**RECORDS FOR THE TASK:**
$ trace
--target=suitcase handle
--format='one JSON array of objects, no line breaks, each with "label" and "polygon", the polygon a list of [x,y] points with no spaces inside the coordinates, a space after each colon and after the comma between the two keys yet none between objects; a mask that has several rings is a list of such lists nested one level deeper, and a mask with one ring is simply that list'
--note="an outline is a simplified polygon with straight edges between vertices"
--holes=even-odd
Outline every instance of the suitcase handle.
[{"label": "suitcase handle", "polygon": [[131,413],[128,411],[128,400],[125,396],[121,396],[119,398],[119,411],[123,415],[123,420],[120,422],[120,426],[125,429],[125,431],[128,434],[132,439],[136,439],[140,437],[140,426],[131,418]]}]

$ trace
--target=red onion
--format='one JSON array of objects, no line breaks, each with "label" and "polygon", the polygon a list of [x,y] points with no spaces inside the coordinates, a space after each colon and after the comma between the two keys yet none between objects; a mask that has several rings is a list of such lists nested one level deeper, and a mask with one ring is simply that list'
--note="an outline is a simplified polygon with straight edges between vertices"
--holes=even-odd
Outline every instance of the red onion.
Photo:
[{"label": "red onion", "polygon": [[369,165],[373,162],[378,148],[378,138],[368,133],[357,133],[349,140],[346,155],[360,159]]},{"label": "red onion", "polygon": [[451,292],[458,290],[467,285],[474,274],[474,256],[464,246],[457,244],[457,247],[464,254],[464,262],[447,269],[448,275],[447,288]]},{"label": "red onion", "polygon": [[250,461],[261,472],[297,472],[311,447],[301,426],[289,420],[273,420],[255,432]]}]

**WRITTEN TASK:**
Copy every line above character for character, with nothing changed, added or left out.

**COMPLETE OUTPUT:**
$ trace
--target=suitcase handle
--format='one JSON array of objects, no line breaks, each with "label" and "polygon", the polygon a list of [x,y] points with no spaces inside the coordinates, a space after each colon and after the comma between the two keys yet none between objects; a mask that has several rings is a list of such lists nested one level deeper, and a mask with one ring is simply that list'
--note="an outline is a simplified polygon with straight edges between vertices"
--holes=even-odd
Outline every instance of the suitcase handle.
[{"label": "suitcase handle", "polygon": [[131,413],[128,411],[128,400],[125,396],[121,396],[119,398],[119,411],[123,415],[123,420],[120,422],[120,426],[125,429],[125,431],[128,434],[132,439],[136,439],[140,437],[140,426],[131,418]]}]

$ trace
--target=red onion
--format='one JSON array of objects, no line breaks, each with "label" and "polygon", the polygon a list of [x,y] points with no spaces inside the coordinates, a space after each colon and after the comma between the two keys yet none between objects; a mask that has several rings is a list of such lists nested one level deeper, and a mask with one ring is simply that list'
--note="an outline is a simplified polygon with straight edges between vertices"
--holes=even-odd
Outline every instance of the red onion.
Photo:
[{"label": "red onion", "polygon": [[369,165],[373,162],[378,148],[378,138],[368,133],[357,133],[349,140],[346,155],[360,159]]},{"label": "red onion", "polygon": [[451,292],[458,290],[467,285],[474,274],[474,256],[464,246],[457,244],[457,247],[464,254],[464,262],[447,269],[448,275],[447,288]]},{"label": "red onion", "polygon": [[250,461],[261,472],[297,472],[311,447],[301,426],[289,420],[273,420],[255,432]]}]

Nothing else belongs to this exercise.